-- TASK OBJECTIVE --
Your reply should hold every record exactly as given, with no pictures in it.

-- DATA FOR ANALYSIS --
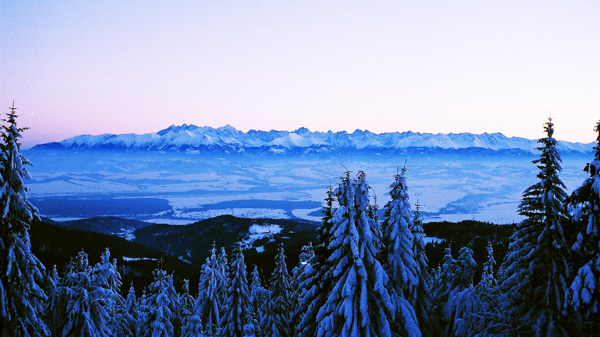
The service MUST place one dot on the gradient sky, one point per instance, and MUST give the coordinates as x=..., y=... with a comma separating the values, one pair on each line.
x=92, y=67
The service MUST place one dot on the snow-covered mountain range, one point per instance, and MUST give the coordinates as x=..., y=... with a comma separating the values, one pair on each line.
x=191, y=137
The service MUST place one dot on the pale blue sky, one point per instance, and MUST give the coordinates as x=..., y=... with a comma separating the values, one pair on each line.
x=94, y=67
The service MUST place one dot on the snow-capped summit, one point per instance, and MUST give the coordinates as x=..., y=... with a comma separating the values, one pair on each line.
x=228, y=138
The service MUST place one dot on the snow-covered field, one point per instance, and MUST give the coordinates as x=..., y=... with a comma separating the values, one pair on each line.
x=180, y=188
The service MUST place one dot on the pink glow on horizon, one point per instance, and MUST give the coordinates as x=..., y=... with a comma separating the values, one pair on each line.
x=114, y=67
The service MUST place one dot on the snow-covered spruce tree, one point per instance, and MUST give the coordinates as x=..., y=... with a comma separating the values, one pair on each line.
x=315, y=281
x=21, y=273
x=209, y=301
x=142, y=317
x=279, y=305
x=443, y=277
x=485, y=315
x=223, y=265
x=584, y=294
x=462, y=300
x=162, y=306
x=192, y=327
x=306, y=255
x=186, y=300
x=398, y=258
x=238, y=313
x=106, y=275
x=359, y=303
x=259, y=297
x=78, y=307
x=534, y=273
x=488, y=280
x=191, y=322
x=420, y=293
x=131, y=308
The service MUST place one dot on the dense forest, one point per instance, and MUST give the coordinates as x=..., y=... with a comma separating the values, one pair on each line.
x=364, y=275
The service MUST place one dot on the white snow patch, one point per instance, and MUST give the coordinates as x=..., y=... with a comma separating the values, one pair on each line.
x=129, y=259
x=262, y=231
x=432, y=239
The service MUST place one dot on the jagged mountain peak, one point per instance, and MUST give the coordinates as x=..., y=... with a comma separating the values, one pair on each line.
x=228, y=138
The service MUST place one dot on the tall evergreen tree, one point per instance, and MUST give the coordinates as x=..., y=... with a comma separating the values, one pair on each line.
x=131, y=308
x=259, y=296
x=535, y=270
x=162, y=306
x=209, y=302
x=584, y=292
x=79, y=305
x=442, y=280
x=359, y=303
x=238, y=313
x=315, y=281
x=462, y=300
x=106, y=276
x=420, y=292
x=21, y=273
x=223, y=265
x=191, y=322
x=488, y=280
x=398, y=257
x=277, y=322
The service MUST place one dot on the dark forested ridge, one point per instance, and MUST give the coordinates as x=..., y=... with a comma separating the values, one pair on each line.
x=361, y=272
x=55, y=243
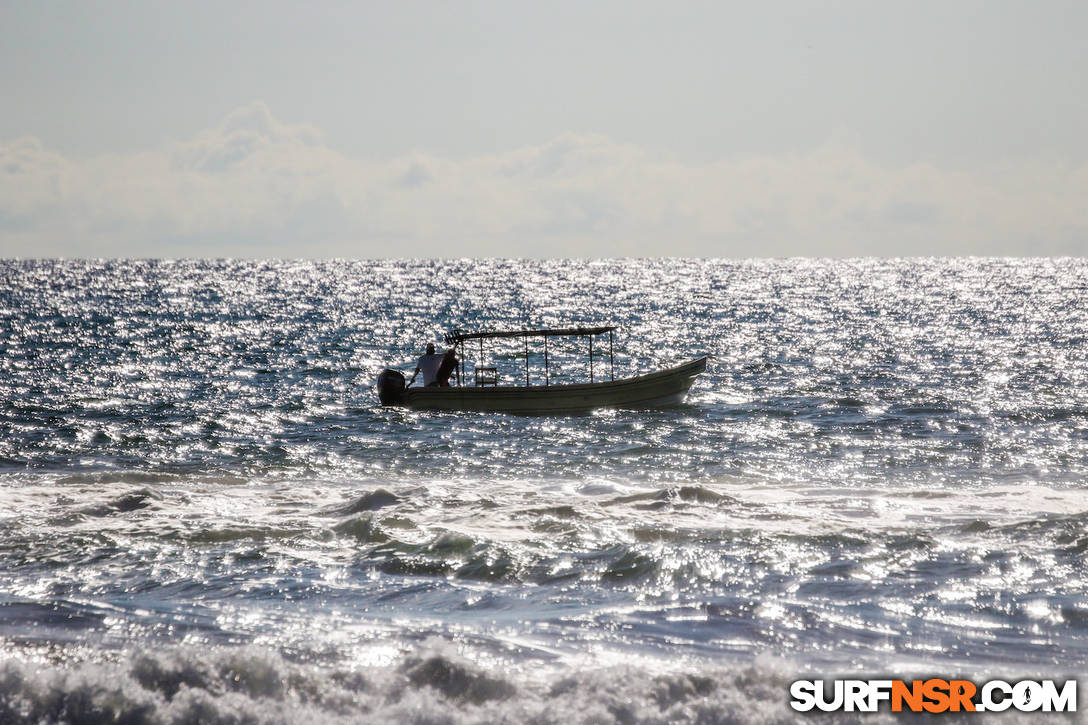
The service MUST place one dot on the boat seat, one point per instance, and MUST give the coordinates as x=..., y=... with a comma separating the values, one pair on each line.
x=486, y=377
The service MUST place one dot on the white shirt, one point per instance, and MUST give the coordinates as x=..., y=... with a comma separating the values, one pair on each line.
x=429, y=366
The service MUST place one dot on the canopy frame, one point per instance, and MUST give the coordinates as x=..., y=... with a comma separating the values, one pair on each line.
x=458, y=338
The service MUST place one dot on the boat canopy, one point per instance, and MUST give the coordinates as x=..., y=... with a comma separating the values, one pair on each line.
x=455, y=336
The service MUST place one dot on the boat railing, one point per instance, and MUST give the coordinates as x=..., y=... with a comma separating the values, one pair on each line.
x=489, y=376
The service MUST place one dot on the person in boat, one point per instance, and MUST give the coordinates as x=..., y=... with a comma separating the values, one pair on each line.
x=446, y=368
x=428, y=364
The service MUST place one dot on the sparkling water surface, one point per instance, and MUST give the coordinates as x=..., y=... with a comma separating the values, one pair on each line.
x=206, y=514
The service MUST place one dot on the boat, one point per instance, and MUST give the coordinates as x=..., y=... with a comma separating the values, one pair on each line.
x=663, y=388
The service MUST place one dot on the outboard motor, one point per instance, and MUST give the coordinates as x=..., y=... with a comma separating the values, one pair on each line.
x=391, y=386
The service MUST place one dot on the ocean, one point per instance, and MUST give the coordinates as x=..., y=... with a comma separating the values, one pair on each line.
x=207, y=517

-- SOLVED PROBLEM --
The service MUST place one dot on the gradient sky, one point per instance, and MUST give the coordinates as x=..., y=... with a comma separating the values, one pair on each line.
x=92, y=67
The service MUST place one dot on the snow-covered mountain range, one point per instance, and MUST give the coordinates as x=..., y=... with a comma separating the values, one pair on each line.
x=191, y=137
The service MUST place one dot on the pale blue sky, one point per instance, and MUST give the coordinates as x=..., y=... with a comma separating the values, one pair on each line.
x=94, y=67
The service MUST place one dot on the snow-capped summit, one point per instance, and MUST give the coordinates as x=..., y=... with a comma separating the values, one pair on each line.
x=228, y=138
The service MUST place one dot on the snow-covered field, one point per instance, and MUST give the coordinates as x=..., y=... with a comma separating the values, one pair on each line.
x=180, y=188
The service MUST place one dot on the pink glow on horizon, one point per instance, and MUST give the coordinates as x=..., y=... with a comma separating the values, one pair on each line.
x=114, y=67
The service MUST place one dot on the snow-covered spruce tree, one point per instance, and MUST give the coordinates as x=..., y=... with a comma separating the values, one pair on each line.
x=315, y=281
x=21, y=273
x=209, y=301
x=142, y=317
x=279, y=305
x=443, y=277
x=485, y=315
x=223, y=265
x=584, y=294
x=462, y=300
x=162, y=306
x=192, y=327
x=306, y=255
x=186, y=300
x=398, y=258
x=238, y=313
x=106, y=275
x=359, y=303
x=259, y=297
x=78, y=307
x=534, y=273
x=488, y=280
x=191, y=322
x=420, y=293
x=131, y=308
The service MUST place one dot on the dense forest, one point per instance, and MUST give the coordinates as x=..., y=... with a comma separating the values, one pair on each line.
x=364, y=275
The service MUST place one dot on the white snow patch, one point per instance, and MUST give the coordinates as x=..., y=... with a comma separating the values, one pair on each line.
x=129, y=259
x=262, y=231
x=432, y=239
The service MUST place one dot on the jagged mountain peak, one point per instance, and MUST give the coordinates as x=..., y=... with a comma separating the values, one pair on each line.
x=228, y=138
The service MUST place one dot on the tall evergreen tree, one point per instance, and MUST give the coordinates as x=..., y=... with a comma separating the values, one pair on each line.
x=131, y=308
x=259, y=296
x=535, y=270
x=162, y=306
x=209, y=302
x=584, y=292
x=79, y=305
x=442, y=280
x=359, y=303
x=238, y=313
x=315, y=281
x=462, y=300
x=106, y=276
x=420, y=292
x=21, y=273
x=223, y=265
x=191, y=322
x=488, y=280
x=398, y=257
x=277, y=322
The service MUST place one dot on the dark forested ridge, one point per instance, and MUST give the coordinates as x=..., y=... with a comma separating the values, one pair on each line.
x=361, y=272
x=55, y=243
The service MUST place one dot on the boat seat, one point per instance, and MUST give the coordinates as x=..., y=... with a comma separating the values, one pair on each line.
x=486, y=377
The service MUST place one dot on the white shirt, one point per instance, and MUST give the coordinates as x=..., y=... with a comma separating the values, one pair on each line.
x=429, y=366
The service MUST place one dot on the canopy frame, one point per instance, and MUST give the coordinates as x=..., y=... with a comma separating the values, one pair on each line.
x=458, y=338
The service MUST place one dot on the boat canopy, one point per instance, and MUST give the coordinates as x=..., y=... with a comma separating the values, one pair on each line.
x=455, y=336
The service MUST place one dot on the boat railing, one point per instance, and MUST give the coordinates as x=..., y=... with a comma separating the values, one pair on each line.
x=489, y=376
The service MUST place one dot on the person in boat, one point per instance, and MUST give the coordinates as x=..., y=... with a comma separating the values, one pair on each line.
x=446, y=368
x=428, y=364
The service MUST place one dot on the sparkling water surface, one point per instance, and MUST give the coordinates as x=..., y=... with a comma separating the values, one pair on each line.
x=206, y=514
The service MUST place one dot on the boat, one point per instance, and MUST give the coordinates as x=..., y=... with a comma separating the values, one pair on each line.
x=663, y=388
The service MUST place one dot on the outboard motor, one point per instance, and MUST give the coordinates as x=..., y=... with a comma separating the values, one pair on each line.
x=391, y=386
The service MUST place one dot on the ocean, one point per instance, and MUST give the coordinates as x=..., y=... with a comma separating the values, one pair on each line.
x=207, y=517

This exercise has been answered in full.